◆ **WRITTEN TASK**
Rewrite only the stretch of items from the line containing "Expected: the pointer indicates a point on the dirt" through the end of the items, requests included. Multiply each answer coordinate by 1.6 and round it to a whole number, with halves rounded up.

# TASK INPUT start

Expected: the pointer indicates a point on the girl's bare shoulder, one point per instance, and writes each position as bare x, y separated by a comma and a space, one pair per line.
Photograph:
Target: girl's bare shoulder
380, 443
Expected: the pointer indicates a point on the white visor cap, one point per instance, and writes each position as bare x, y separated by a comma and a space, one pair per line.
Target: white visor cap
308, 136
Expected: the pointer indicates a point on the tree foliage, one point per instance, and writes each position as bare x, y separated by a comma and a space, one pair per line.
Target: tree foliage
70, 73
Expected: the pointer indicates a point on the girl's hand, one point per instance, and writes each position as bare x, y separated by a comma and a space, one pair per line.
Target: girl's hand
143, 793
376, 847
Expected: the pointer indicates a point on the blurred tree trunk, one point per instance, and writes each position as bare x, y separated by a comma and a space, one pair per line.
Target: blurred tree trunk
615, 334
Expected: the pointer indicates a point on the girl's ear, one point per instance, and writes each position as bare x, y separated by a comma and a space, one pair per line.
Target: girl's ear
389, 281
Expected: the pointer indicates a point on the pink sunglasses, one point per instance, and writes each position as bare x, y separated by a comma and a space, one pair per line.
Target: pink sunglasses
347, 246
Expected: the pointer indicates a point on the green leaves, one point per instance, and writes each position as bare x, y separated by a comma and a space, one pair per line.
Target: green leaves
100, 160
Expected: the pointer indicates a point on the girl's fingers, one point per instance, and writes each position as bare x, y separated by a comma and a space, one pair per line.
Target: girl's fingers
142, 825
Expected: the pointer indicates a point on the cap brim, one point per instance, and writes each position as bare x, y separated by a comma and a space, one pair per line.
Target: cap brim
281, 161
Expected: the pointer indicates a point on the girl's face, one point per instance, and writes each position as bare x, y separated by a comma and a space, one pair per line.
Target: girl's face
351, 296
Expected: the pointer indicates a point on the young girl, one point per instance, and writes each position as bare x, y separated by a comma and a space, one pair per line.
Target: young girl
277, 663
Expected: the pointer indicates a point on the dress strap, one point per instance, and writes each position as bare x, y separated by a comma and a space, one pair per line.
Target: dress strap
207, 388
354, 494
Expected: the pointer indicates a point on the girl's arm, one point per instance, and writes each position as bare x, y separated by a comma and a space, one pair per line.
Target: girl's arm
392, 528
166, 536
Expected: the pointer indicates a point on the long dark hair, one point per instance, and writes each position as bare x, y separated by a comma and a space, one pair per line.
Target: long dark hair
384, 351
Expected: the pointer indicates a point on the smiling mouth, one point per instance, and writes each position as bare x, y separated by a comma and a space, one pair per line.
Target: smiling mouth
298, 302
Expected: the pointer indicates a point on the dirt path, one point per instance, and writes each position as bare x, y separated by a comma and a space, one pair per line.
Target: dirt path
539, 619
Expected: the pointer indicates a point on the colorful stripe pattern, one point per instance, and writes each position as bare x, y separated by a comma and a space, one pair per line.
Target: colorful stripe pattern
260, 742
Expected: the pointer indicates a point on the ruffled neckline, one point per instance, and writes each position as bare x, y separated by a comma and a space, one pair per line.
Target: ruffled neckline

# TASK INPUT end

◆ **RESULT OF THE EXERCISE**
Expected: the pointer indicates a point on the dirt path, one point per instance, and writes each position as bare x, y separated by a comma and a space, one pair per line.
Target: dirt path
862, 990
Expected: the pointer indicates a point on the colorful stripe pattern, one point per instance, and writes each position as bare x, y separated by a comma and a space, one pair per line.
Target: colorful stripe pattern
416, 1187
Expected: the pointer indicates a point on the ruffled neckline, one point per instance, and writes each position as bare x, y separated by a comma and a space, one pair per line.
Target: ruffled neckline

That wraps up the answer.